From the line that contains "line, e.g. (206,233)." through the end of the listing below, both ends included, write out every line again, keeping the requests unchanged but scaling each answer coordinate by 0.65 and rounding it to a whole number, with halves rounded up. Give only those lines, and leave the pictures out.

## Begin

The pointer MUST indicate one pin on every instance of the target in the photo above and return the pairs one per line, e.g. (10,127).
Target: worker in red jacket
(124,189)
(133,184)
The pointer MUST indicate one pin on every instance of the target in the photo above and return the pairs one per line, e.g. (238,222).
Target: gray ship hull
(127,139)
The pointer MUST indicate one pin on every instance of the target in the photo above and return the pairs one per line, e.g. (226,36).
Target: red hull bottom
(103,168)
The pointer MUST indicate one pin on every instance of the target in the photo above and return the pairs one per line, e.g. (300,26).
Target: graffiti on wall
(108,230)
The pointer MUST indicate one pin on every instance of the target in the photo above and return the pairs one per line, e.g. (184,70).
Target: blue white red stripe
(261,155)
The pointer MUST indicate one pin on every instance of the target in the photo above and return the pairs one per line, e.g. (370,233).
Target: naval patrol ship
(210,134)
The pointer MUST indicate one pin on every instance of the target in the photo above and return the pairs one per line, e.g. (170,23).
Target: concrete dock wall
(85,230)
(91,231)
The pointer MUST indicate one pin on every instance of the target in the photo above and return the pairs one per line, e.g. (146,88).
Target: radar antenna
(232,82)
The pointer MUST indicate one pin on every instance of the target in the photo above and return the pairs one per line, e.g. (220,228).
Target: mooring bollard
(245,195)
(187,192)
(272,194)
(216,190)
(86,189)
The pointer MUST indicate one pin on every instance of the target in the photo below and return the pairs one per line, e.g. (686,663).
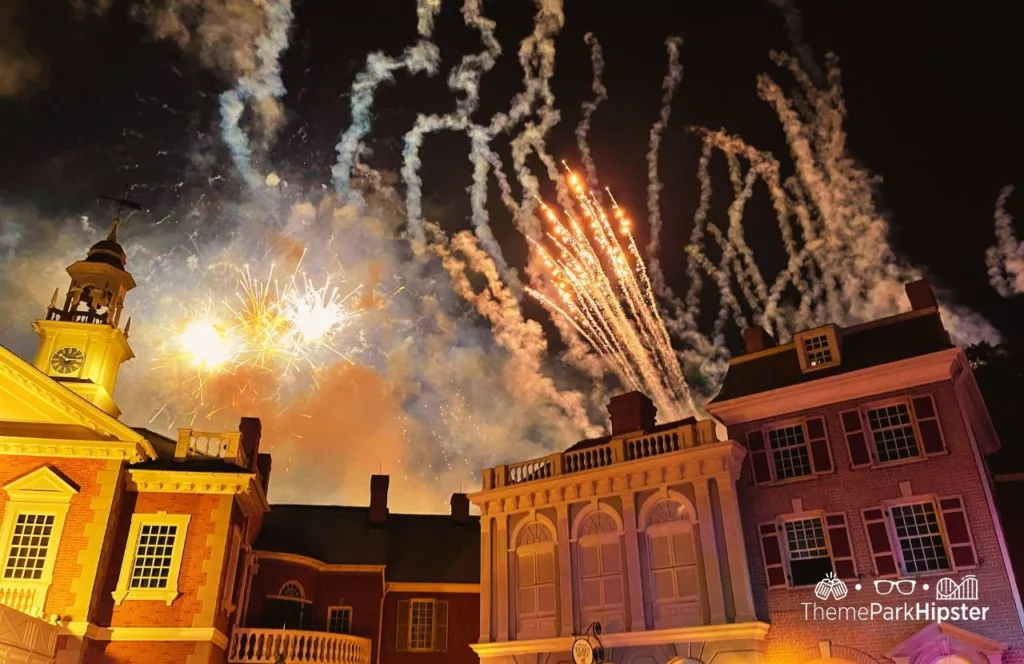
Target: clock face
(67,360)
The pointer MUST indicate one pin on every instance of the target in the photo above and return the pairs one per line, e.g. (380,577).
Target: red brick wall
(138,652)
(158,614)
(360,590)
(791,637)
(82,473)
(464,628)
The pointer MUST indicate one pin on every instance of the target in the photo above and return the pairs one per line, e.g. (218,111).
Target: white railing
(265,646)
(25,638)
(24,596)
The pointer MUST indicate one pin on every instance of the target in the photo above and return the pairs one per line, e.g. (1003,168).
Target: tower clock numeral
(67,360)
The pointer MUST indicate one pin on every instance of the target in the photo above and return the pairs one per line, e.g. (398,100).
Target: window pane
(920,538)
(788,451)
(893,430)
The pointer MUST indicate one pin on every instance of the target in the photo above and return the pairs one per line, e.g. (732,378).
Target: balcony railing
(265,646)
(617,450)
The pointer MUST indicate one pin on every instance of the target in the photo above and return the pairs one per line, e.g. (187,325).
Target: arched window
(535,581)
(599,552)
(672,565)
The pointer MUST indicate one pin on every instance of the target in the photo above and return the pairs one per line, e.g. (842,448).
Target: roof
(424,548)
(870,344)
(165,447)
(589,443)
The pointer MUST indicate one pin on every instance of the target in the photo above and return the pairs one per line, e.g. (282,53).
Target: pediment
(33,405)
(937,639)
(42,485)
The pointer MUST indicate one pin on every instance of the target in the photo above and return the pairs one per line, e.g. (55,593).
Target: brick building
(836,485)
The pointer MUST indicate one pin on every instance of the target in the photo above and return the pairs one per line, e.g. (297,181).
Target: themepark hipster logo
(896,599)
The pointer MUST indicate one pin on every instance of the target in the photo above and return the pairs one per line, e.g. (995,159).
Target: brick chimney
(632,412)
(921,295)
(460,508)
(378,499)
(757,338)
(251,430)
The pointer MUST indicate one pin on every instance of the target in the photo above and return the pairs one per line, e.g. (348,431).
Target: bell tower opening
(81,341)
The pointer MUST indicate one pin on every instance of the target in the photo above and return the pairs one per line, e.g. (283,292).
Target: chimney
(460,509)
(378,499)
(921,295)
(251,430)
(632,412)
(757,338)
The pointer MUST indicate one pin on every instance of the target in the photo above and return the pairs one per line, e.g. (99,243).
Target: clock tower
(82,344)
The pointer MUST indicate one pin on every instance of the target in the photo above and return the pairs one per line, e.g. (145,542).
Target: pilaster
(637,622)
(485,575)
(502,606)
(565,603)
(709,549)
(739,569)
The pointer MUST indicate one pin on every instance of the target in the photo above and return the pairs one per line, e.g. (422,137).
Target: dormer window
(817,348)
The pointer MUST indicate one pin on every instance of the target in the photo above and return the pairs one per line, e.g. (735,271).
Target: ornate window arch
(534,579)
(597,535)
(667,521)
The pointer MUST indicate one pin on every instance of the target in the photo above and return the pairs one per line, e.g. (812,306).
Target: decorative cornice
(931,368)
(431,588)
(713,459)
(295,558)
(750,630)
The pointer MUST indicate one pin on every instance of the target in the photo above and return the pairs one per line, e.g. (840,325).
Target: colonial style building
(834,506)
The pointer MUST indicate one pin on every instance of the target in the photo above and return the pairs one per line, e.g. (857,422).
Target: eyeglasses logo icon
(903,586)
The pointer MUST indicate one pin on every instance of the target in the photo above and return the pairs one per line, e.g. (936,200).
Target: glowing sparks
(604,291)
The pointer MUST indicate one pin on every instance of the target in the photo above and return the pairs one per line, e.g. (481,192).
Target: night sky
(930,90)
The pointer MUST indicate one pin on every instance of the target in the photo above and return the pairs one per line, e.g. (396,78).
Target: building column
(485,573)
(637,622)
(734,543)
(710,553)
(565,604)
(502,561)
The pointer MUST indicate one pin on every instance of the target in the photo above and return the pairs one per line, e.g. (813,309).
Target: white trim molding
(295,558)
(170,592)
(454,588)
(735,631)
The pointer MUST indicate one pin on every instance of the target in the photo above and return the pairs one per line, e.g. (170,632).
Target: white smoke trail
(1006,259)
(588,108)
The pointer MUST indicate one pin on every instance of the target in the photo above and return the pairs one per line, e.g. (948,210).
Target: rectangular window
(30,544)
(339,620)
(808,551)
(421,624)
(817,350)
(892,428)
(791,458)
(154,555)
(920,537)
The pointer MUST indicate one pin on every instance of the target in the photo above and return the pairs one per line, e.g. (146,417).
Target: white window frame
(171,592)
(774,426)
(331,611)
(40,492)
(895,542)
(833,339)
(433,623)
(872,449)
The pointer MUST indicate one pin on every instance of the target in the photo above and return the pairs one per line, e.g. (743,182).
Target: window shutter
(402,642)
(856,439)
(759,457)
(440,626)
(817,441)
(772,553)
(878,538)
(928,424)
(957,532)
(839,538)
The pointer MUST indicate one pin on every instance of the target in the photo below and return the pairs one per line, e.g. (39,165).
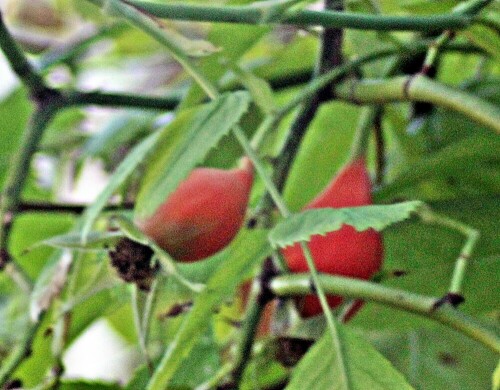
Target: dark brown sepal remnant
(133,263)
(291,349)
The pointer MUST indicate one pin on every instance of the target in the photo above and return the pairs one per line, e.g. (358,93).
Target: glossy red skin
(203,215)
(344,252)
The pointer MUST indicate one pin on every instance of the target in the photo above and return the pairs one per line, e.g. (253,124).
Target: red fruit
(344,252)
(203,215)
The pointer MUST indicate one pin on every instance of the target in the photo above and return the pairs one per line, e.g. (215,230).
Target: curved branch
(422,89)
(258,15)
(300,284)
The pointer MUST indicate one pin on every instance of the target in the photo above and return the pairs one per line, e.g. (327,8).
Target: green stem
(19,63)
(20,166)
(362,133)
(472,236)
(255,15)
(130,12)
(148,310)
(250,324)
(300,284)
(422,89)
(139,299)
(332,324)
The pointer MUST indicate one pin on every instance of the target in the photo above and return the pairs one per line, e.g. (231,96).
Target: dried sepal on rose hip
(344,252)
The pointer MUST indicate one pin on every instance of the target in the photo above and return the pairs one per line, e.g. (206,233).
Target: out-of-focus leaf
(452,162)
(201,364)
(300,227)
(428,253)
(260,90)
(485,38)
(120,130)
(49,284)
(248,250)
(437,358)
(496,378)
(124,170)
(366,368)
(181,148)
(231,50)
(88,385)
(95,240)
(12,126)
(35,368)
(29,229)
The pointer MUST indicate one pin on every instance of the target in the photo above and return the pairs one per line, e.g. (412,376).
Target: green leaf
(248,250)
(496,378)
(121,129)
(437,358)
(259,88)
(367,368)
(300,227)
(14,113)
(232,49)
(124,170)
(454,162)
(49,284)
(29,229)
(183,147)
(88,385)
(322,152)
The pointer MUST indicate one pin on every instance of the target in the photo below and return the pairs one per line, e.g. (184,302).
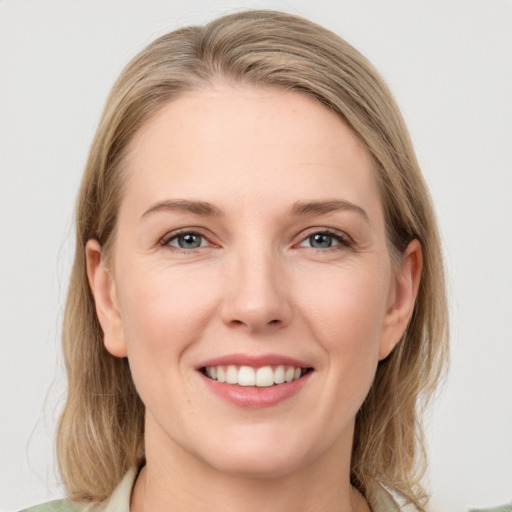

## End

Output:
The pointer MUST indicate one pin on every instance of the target in the photo above and return the pairs one per line, e.g. (206,233).
Target: out-of-focus leaf
(294,105)
(131,237)
(195,148)
(278,164)
(169,59)
(315,25)
(78,85)
(32,185)
(161,163)
(284,233)
(322,246)
(81,111)
(238,239)
(118,96)
(150,33)
(57,250)
(62,156)
(8,82)
(23,239)
(19,149)
The pointer MUST indicate one pin on every instance of the target in the photo above and return the pairs one per line, e.g. (412,376).
Target: green leaf
(161,163)
(322,246)
(79,84)
(284,233)
(168,57)
(239,239)
(195,148)
(9,73)
(151,32)
(81,111)
(295,105)
(32,185)
(19,149)
(119,96)
(57,250)
(209,99)
The pointer MUST indicate one pin on every instance of the target in the photo below and return the pairs one per line, e.g. (184,302).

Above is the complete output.